Exercise:
Output exactly the lines that run from the line with "Where can you spot the tree" to the end of the material, both ends included, and no other lines.

Data supplied:
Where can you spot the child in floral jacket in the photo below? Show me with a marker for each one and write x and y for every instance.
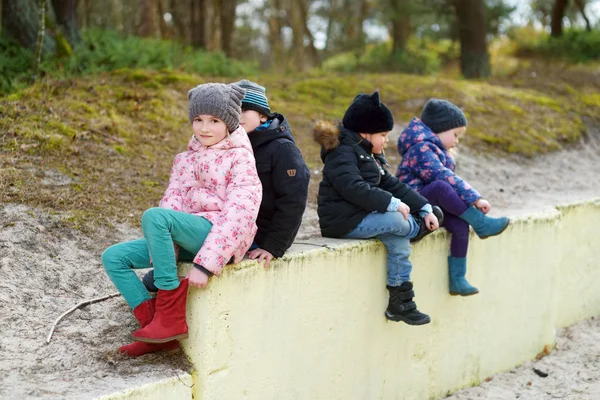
(207, 215)
(428, 167)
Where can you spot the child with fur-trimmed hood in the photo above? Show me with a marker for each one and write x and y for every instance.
(358, 198)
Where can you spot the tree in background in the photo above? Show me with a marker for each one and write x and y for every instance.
(21, 22)
(474, 56)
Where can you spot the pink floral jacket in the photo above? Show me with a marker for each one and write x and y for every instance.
(219, 183)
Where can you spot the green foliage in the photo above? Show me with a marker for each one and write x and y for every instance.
(15, 65)
(574, 45)
(421, 56)
(103, 51)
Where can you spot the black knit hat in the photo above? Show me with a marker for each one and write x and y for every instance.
(367, 114)
(441, 115)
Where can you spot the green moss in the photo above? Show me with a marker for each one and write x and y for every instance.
(62, 129)
(116, 134)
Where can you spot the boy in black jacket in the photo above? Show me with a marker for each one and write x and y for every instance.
(282, 172)
(359, 198)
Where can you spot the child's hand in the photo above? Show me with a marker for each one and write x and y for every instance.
(197, 278)
(262, 255)
(483, 205)
(404, 209)
(431, 222)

Full solution:
Where can you spot the tree in background in the photo above? Show me with a marker for each one and write x and y for every instance.
(21, 22)
(474, 56)
Where can you spot the pink floral jacket in the photo above? Show me with a marker for each one and write x and y for every instance.
(219, 183)
Where can you spot the green foliage in the photo above? Show me with a marker for each one and write x and y for every instance.
(15, 65)
(574, 45)
(421, 56)
(103, 51)
Where can you spot the black knit hat in the photo above? Show me with a marker for each one and write x and y for every instance.
(367, 114)
(441, 115)
Where can you spot the green moss in the photo above? Show me with a marker for each one and write x and y for every instance.
(62, 129)
(116, 134)
Where can you spot the boy in black jacket in the photo above? Show me with a marker for each one and write x and y for every instance.
(282, 172)
(359, 198)
Where can you spot the child's hand in the photo above? Show me with a marker for each one and write x and y for every instance.
(197, 278)
(262, 255)
(483, 205)
(404, 209)
(431, 222)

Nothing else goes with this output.